TEXT PROVIDED START
If your boat hasn't been affected by E-10 (ethanol) laced fuel, count yourself lucky. To stay on top of the problem arm yourself with an inexpensive fuel tester to measure just how much alcohol/water is in your tanks to see if you have an issue.
An-other way for shade tree mechanics to diagnose fuel system issues caused by E-10 is the use of a simple fuel gauge to see if system pressures are in spec. and passageways are not clogged with gunk. Install a water separating filter if you don't have one and monitor closely your filter change maintenance schedule.
Also consider fuel additives that are geared toward the E-10 marine consumer. Locally, E-10 related fuel problems are a full 50 percent of dealer service issues. Try not to let fuel sit for long periods, which is an invitation to problems.
Lots of anglers are downsizing and many just enjoy today's super high-tech small poling skiffs as well as small low-tech jonboats. Both use small to midsize motors. A 50 hp motor is a good choice for most of these skiffs.
A major boating magazine recently did a comprehensive "shoot-out" between eight different models of nifty 50s, 2- and 4-strokes, by Yamaha, Mercury, Honda, Suzuki, E-TEC, and Tohatsu. All were strapped to identical boats and some results are surprising.
Average top speed winner: Honda 4-stroke, Mercury 4-stroke, Mercury 2-stroke, in that order, with the Evinrude E-TECH finishing last.
Low end acceleration winner (start to 20 mph): The Mercury, Yamaha, and Tohatsu 2-strokes won hands down. Honda 4-stroke came in last.
Fuel economy winner: Merc 50 EFI 4-stroke, Honda 50 4-stroke, and the Suzuki 4-stroke. Yamaha fifth and sixth place.
Sound level test winner: Mercury 4-stroke, Yamaha EFI 4-stroke, Yamaha 2-stroke, followed in fourth by Honda 4-stroke.
Overall total points winner: The Mercury 2-stroke followed by the Mercury EFI 4-stroke. Third and fourth was taken by the Suzuki EFI 4-stroke and the Tohatsu DFI 2-stroke.
TEXT PROVIDED END
DATA RECORDS START
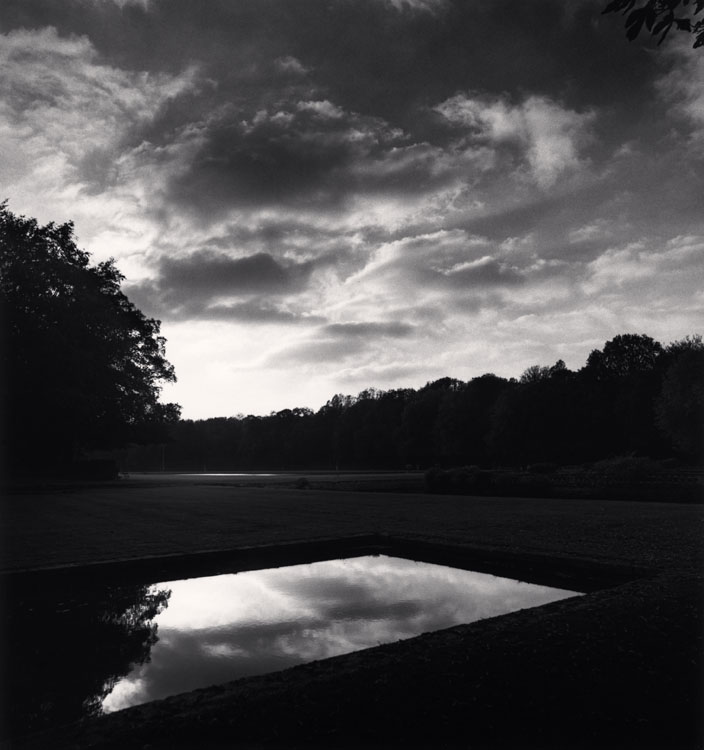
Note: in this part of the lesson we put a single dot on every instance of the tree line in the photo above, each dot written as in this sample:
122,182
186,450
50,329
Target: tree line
82,370
632,397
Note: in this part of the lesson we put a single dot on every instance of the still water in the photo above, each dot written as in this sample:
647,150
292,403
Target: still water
215,629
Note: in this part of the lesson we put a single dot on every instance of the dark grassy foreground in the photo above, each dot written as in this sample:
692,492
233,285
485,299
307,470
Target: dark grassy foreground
617,668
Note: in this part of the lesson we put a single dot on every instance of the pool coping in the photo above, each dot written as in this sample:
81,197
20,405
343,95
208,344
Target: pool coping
559,571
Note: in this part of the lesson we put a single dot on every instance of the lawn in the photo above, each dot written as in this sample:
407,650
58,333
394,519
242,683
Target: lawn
618,667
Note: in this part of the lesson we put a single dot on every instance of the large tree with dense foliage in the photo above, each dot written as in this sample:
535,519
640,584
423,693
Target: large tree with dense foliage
83,366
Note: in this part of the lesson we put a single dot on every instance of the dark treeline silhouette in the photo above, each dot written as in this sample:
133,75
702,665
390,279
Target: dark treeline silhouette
634,397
DATA RECORDS END
TASK DIRECTIONS:
Return, word for word, the stretch of the outboard motor text above from "Fuel economy winner: Merc" through "by Honda 4-stroke.".

TASK SOLUTION:
Fuel economy winner: Merc 50 EFI 4-stroke, Honda 50 4-stroke, and the Suzuki 4-stroke. Yamaha fifth and sixth place.
Sound level test winner: Mercury 4-stroke, Yamaha EFI 4-stroke, Yamaha 2-stroke, followed in fourth by Honda 4-stroke.